[Dataset entries]
__________________________________________________
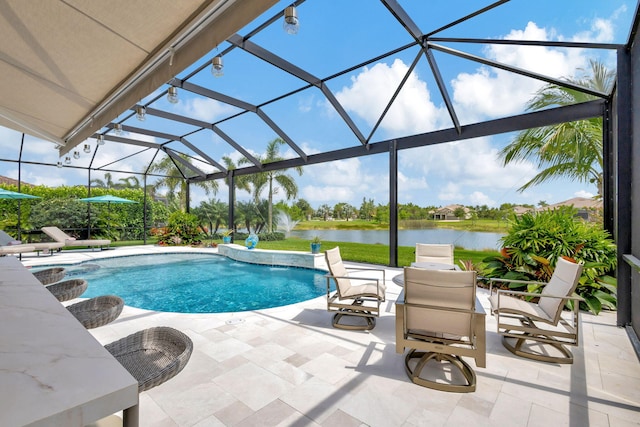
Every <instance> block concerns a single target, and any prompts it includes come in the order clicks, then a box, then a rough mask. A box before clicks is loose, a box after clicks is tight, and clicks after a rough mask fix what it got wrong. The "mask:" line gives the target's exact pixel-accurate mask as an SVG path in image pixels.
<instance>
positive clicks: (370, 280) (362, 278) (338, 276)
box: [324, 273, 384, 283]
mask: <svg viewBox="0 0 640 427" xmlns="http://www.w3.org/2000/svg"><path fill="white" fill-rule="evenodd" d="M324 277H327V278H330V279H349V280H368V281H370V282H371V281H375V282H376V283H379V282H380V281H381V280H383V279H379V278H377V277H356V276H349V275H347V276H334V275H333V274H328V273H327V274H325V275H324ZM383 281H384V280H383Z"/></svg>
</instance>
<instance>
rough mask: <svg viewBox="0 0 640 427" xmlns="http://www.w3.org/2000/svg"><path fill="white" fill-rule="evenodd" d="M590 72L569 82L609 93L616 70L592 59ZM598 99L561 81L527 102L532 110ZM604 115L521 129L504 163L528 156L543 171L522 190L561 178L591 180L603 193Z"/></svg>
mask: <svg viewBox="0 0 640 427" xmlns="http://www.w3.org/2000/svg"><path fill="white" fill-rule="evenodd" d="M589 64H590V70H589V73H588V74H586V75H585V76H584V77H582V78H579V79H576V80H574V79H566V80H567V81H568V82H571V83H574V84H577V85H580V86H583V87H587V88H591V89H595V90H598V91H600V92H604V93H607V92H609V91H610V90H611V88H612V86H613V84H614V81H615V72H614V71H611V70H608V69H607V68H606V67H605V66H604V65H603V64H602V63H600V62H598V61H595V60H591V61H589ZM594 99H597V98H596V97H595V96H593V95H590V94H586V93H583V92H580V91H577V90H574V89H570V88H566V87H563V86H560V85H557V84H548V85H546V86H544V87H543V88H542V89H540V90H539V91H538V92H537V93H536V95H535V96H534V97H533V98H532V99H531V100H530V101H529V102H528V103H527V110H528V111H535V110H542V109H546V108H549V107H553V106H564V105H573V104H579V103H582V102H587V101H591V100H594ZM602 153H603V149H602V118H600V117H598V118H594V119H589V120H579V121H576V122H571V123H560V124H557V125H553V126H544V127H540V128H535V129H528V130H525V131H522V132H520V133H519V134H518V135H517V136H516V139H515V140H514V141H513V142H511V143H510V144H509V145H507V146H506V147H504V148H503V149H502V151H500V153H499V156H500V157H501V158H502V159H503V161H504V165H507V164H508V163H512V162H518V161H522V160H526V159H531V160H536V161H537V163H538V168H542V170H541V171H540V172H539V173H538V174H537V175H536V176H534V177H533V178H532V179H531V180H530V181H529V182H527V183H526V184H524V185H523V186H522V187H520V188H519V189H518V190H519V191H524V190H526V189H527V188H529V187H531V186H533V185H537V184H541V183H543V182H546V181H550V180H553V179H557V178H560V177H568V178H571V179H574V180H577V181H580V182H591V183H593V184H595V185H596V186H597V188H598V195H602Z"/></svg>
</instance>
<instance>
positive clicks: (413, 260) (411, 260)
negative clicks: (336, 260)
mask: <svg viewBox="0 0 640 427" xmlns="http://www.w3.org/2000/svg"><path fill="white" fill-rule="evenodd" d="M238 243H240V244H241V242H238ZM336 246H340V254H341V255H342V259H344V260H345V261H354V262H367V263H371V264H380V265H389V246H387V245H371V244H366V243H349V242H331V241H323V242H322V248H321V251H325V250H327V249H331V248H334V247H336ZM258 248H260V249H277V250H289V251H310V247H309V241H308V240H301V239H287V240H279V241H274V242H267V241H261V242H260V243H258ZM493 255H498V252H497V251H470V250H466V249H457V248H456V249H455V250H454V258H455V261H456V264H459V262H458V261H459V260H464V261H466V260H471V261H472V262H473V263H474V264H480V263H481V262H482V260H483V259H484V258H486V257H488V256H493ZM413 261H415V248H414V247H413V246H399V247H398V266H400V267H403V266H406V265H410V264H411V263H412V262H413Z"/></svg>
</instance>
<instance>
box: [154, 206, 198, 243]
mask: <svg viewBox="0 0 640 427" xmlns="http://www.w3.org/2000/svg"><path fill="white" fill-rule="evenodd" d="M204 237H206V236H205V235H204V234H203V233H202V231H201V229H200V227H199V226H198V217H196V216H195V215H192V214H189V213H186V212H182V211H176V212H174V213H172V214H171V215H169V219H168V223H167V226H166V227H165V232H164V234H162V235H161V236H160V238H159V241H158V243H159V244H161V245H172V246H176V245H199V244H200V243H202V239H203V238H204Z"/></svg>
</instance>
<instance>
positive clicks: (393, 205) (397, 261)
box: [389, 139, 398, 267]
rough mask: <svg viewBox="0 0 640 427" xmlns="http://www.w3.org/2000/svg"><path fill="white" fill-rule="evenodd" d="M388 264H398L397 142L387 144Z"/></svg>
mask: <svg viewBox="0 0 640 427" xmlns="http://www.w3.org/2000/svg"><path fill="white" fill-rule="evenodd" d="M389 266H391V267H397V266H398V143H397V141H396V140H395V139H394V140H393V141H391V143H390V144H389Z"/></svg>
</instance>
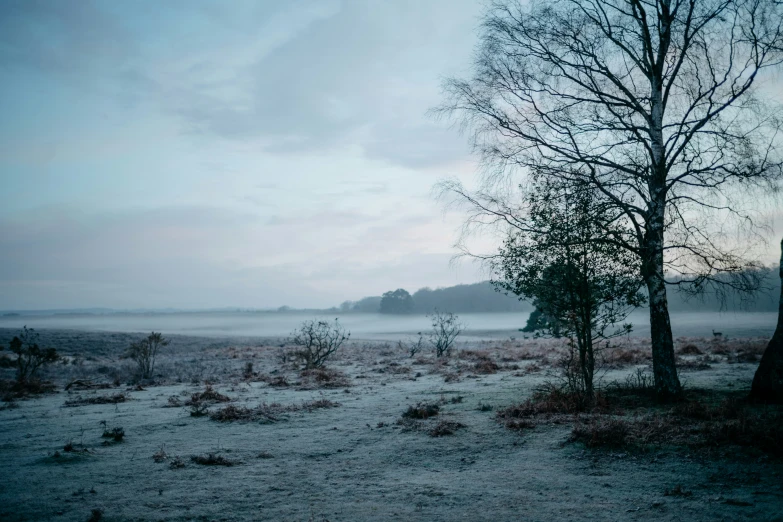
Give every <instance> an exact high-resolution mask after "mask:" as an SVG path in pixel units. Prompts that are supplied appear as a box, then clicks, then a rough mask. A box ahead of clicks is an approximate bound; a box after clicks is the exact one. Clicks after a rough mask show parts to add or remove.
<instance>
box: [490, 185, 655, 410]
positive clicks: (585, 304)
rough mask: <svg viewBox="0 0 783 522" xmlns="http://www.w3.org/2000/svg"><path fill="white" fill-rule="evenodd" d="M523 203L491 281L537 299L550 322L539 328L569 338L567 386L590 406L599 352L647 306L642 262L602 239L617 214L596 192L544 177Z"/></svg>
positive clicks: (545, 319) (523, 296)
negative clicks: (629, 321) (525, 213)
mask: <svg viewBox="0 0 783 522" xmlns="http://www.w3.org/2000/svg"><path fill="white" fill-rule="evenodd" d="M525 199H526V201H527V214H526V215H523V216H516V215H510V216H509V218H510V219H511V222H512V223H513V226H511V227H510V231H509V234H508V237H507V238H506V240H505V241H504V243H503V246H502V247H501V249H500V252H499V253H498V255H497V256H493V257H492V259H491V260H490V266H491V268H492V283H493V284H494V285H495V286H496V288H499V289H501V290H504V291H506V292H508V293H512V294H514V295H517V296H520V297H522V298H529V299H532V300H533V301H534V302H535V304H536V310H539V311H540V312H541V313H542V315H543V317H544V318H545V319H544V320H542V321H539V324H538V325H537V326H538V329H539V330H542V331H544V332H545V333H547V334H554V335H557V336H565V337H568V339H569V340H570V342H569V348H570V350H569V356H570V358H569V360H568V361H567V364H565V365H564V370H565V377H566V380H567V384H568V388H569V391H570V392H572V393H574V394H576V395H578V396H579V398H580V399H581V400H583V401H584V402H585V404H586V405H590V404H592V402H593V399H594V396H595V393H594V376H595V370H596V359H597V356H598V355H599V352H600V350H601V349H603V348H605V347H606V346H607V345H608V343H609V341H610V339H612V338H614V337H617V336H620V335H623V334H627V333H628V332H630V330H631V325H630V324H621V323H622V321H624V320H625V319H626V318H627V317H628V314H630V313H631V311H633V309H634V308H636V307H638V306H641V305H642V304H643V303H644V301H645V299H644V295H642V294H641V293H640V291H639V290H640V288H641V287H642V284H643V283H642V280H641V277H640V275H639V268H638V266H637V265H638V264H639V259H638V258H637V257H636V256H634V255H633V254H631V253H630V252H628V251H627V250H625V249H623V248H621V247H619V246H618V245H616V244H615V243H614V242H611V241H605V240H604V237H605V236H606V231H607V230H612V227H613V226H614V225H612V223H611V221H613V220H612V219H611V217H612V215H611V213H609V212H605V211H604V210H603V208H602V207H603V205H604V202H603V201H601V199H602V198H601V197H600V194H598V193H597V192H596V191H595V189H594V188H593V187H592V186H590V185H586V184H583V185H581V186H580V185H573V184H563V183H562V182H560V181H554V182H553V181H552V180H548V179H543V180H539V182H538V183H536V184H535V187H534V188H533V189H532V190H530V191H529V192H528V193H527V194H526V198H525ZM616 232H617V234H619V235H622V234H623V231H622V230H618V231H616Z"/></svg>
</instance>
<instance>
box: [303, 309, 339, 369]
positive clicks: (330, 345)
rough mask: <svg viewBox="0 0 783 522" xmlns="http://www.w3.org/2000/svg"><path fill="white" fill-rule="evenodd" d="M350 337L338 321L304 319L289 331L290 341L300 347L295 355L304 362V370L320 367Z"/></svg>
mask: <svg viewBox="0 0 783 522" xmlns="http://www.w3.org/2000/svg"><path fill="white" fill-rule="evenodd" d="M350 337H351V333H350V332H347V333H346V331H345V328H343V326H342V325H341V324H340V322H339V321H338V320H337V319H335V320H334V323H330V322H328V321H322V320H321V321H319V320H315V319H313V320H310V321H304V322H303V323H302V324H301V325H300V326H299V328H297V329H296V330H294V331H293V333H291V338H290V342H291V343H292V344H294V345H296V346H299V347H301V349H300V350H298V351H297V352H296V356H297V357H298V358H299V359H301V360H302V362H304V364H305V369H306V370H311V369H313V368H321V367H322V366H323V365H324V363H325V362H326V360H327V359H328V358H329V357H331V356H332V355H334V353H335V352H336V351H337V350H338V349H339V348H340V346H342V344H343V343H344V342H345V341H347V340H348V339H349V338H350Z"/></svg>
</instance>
__________________________________________________
### Activity
Copy out the lines above word for word, from the very first line through the line containing "box: [324, 273, 384, 283]", both included. Leave the pictures out.

### Expected output
Every <instance> block concerns a single target, and any prompts it includes come in the order clicks, then a box, then a rough mask. A box before clicks is loose, a box after clicks is tight, and clicks after a rough mask fix what it got wrong. The "mask:" line gives the target's exact pixel-accurate mask as an SVG path in image pixels.
<instance>
positive clicks: (370, 280) (362, 278) (338, 276)
box: [324, 273, 384, 283]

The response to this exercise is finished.